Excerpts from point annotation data
'''

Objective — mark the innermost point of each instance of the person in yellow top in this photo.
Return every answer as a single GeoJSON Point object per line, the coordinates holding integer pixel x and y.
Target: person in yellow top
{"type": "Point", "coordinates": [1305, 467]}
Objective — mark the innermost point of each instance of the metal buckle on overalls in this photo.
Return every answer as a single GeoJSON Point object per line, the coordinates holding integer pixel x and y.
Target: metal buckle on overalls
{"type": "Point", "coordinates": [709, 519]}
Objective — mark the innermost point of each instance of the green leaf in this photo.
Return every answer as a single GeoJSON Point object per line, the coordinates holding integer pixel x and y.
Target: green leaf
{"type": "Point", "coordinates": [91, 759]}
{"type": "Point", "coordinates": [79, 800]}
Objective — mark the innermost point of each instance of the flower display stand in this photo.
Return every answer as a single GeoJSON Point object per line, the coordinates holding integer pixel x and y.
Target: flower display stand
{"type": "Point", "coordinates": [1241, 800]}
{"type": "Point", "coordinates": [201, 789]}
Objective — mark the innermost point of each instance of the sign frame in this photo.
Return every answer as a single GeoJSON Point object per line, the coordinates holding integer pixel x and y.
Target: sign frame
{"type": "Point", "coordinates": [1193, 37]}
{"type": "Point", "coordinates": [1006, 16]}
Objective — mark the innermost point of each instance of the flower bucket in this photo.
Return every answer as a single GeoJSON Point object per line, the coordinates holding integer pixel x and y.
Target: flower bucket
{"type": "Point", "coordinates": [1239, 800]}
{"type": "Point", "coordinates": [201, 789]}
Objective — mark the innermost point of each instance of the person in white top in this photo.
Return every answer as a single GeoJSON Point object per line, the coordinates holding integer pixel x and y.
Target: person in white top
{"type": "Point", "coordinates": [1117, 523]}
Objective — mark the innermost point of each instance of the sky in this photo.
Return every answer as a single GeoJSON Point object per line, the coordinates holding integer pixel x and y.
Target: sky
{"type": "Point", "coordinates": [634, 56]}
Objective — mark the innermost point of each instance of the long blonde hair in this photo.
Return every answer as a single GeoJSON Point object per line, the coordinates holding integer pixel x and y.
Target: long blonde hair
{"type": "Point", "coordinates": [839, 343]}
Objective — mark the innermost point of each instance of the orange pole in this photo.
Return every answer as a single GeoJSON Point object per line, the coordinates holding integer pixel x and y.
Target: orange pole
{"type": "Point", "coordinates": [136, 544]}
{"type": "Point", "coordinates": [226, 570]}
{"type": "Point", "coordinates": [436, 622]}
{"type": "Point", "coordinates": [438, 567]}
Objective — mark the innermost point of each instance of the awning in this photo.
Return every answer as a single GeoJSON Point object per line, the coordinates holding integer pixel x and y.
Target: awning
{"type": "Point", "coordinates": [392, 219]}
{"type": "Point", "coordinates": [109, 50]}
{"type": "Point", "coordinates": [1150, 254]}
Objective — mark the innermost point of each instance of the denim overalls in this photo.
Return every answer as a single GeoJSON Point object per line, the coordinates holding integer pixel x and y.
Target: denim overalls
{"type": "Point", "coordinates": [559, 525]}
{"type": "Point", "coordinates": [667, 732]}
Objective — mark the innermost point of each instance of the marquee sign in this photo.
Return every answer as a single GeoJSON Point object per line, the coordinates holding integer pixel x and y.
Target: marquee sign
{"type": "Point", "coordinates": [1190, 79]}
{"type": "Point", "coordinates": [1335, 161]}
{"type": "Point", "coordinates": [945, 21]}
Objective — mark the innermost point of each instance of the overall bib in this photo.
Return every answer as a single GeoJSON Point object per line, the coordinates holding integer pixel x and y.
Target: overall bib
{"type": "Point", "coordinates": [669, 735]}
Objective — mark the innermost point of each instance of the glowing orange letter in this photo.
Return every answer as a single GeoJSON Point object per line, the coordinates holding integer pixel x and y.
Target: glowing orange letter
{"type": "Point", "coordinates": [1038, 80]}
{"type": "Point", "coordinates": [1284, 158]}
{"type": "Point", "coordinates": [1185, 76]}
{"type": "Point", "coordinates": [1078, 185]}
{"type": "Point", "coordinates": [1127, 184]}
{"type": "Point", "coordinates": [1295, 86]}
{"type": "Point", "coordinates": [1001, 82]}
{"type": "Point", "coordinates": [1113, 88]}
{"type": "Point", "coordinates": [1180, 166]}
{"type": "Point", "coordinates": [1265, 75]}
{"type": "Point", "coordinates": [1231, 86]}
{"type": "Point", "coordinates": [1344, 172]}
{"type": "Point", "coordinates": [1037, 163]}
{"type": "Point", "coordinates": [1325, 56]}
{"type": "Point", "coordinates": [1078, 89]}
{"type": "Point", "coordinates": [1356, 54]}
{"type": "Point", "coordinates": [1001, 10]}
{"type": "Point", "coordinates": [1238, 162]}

'''

Written request
Can you convert every line of the items above into a JSON list of strings, with one string per line and any blank lines dropped?

Response below
[
  "Objective — mark the innermost point of each instance of the person in yellow top in this photo.",
  "Return every answer as a single GeoJSON Point object per line, the coordinates holding integer pixel x and y.",
  "Target: person in yellow top",
  "{\"type\": \"Point\", \"coordinates\": [1305, 467]}",
  "Objective — mark the innermost point of each instance of the metal buckle on overalls in this photo.",
  "Return every answer as a single GeoJSON Point object per line, the coordinates holding integer pixel x and y.",
  "Target: metal buckle on overalls",
  "{\"type\": \"Point\", \"coordinates\": [709, 519]}",
  "Objective — mark the innermost point of each instance of the green leaf in this photo.",
  "Return every answer as a single GeoJSON Point object per line, the coordinates holding integer pixel x and y.",
  "Target: green leaf",
  "{\"type\": \"Point\", \"coordinates\": [91, 759]}",
  "{\"type\": \"Point\", \"coordinates\": [79, 800]}",
  "Objective — mark the innermost point of each instance of the flower display stand in this photo.",
  "Return every answer as a single GeoJSON Point object per line, the coordinates holding integer pixel x and y.",
  "Target: flower display stand",
  "{\"type\": \"Point\", \"coordinates\": [1241, 800]}",
  "{\"type\": \"Point\", \"coordinates\": [201, 789]}",
  "Objective — mark the innermost point of each instance of the sign frame in this photo.",
  "Return every answer as a single GeoJSON Point object per line, the coordinates holding integer pixel x and y.",
  "Target: sign frame",
  "{\"type\": \"Point\", \"coordinates\": [1193, 37]}",
  "{\"type\": \"Point\", \"coordinates\": [1006, 16]}",
  "Objective — mark the innermost point of each instance of the flower bucket in this photo.",
  "Return every answer as a single GeoJSON Point object per line, the coordinates holding integer pixel x and y.",
  "Target: flower bucket",
  "{\"type\": \"Point\", \"coordinates\": [1239, 800]}",
  "{\"type\": \"Point\", \"coordinates\": [201, 789]}",
  "Objective — mark the innermost point of each instance of the person in white top in this photo.",
  "Return every answer as a single GeoJSON Point object per line, the coordinates holding integer pixel x and y.",
  "Target: person in white top",
  "{\"type\": \"Point\", \"coordinates\": [1117, 523]}",
  "Objective — mark the innermost point of each instance of the sky in this photo.",
  "Return every answer as a single GeoJSON Point object per line, the coordinates holding integer pixel x and y.",
  "Target: sky",
  "{\"type\": \"Point\", \"coordinates\": [634, 56]}",
  "Objective — mark the innermost point of each instance of the long blonde hair in this photo.",
  "Return every answer as a single GeoJSON Point object per line, the coordinates holding integer pixel x and y.",
  "Target: long blonde hair",
  "{\"type\": \"Point\", \"coordinates\": [839, 343]}",
  "Objective — mark the innermost point of each instance of the orange pole in this photo.",
  "Return every answer as a single GeoJSON Point object per line, the coordinates holding integer pixel x and y.",
  "Target: orange pole",
  "{\"type\": \"Point\", \"coordinates\": [136, 544]}",
  "{\"type\": \"Point\", \"coordinates\": [226, 570]}",
  "{\"type\": \"Point\", \"coordinates\": [436, 622]}",
  "{\"type\": \"Point\", \"coordinates\": [438, 567]}",
  "Objective — mark the innermost point of each instance of the awning in this photo.",
  "Return every answer as a single GeoJSON Point object per line, the coordinates holding integer pixel x and y.",
  "Target: awning",
  "{\"type\": \"Point\", \"coordinates\": [392, 219]}",
  "{\"type\": \"Point\", \"coordinates\": [109, 50]}",
  "{\"type\": \"Point\", \"coordinates\": [1150, 254]}",
  "Objective — mark the innermost point of each instance of the denim overalls in this photo.",
  "Return every answer as a single GeoJSON Point object per line, the coordinates holding integer pixel x and y.",
  "Target: denim overalls",
  "{\"type\": \"Point\", \"coordinates\": [559, 525]}",
  "{\"type\": \"Point\", \"coordinates\": [667, 732]}",
  "Objective — mark the innermost point of each instance of the marquee sign in this photo.",
  "Return every answer as a single GeoJSON Point object per line, the coordinates holding integer pixel x and y.",
  "Target: marquee sign",
  "{\"type\": \"Point\", \"coordinates\": [1190, 79]}",
  "{\"type\": \"Point\", \"coordinates\": [1335, 161]}",
  "{\"type\": \"Point\", \"coordinates\": [945, 21]}",
  "Objective — mark the innermost point of each instance of the overall bib in this photo.",
  "Return every answer as a single GeoJSON Point object per line, the coordinates holding integer pixel x and y.",
  "Target: overall bib",
  "{\"type\": \"Point\", \"coordinates\": [669, 735]}",
  "Objective — mark the innermost point of each instance of the glowing orange letter in this photo.",
  "Return every answer as a single GeoJSON Point object per line, the coordinates holding integer pixel x and y.",
  "Target: glowing orange letter",
  "{\"type\": \"Point\", \"coordinates\": [1038, 80]}",
  "{\"type\": \"Point\", \"coordinates\": [1284, 158]}",
  "{\"type\": \"Point\", \"coordinates\": [1185, 76]}",
  "{\"type\": \"Point\", \"coordinates\": [1078, 185]}",
  "{\"type\": \"Point\", \"coordinates\": [1127, 184]}",
  "{\"type\": \"Point\", \"coordinates\": [1295, 86]}",
  "{\"type\": \"Point\", \"coordinates\": [1001, 82]}",
  "{\"type\": \"Point\", \"coordinates\": [1113, 88]}",
  "{\"type\": \"Point\", \"coordinates\": [1180, 166]}",
  "{\"type\": \"Point\", \"coordinates\": [1265, 75]}",
  "{\"type\": \"Point\", \"coordinates\": [1231, 86]}",
  "{\"type\": \"Point\", \"coordinates\": [1344, 172]}",
  "{\"type\": \"Point\", \"coordinates\": [1037, 163]}",
  "{\"type\": \"Point\", \"coordinates\": [1325, 56]}",
  "{\"type\": \"Point\", \"coordinates\": [1078, 89]}",
  "{\"type\": \"Point\", \"coordinates\": [1356, 54]}",
  "{\"type\": \"Point\", \"coordinates\": [1001, 10]}",
  "{\"type\": \"Point\", \"coordinates\": [1238, 162]}"
]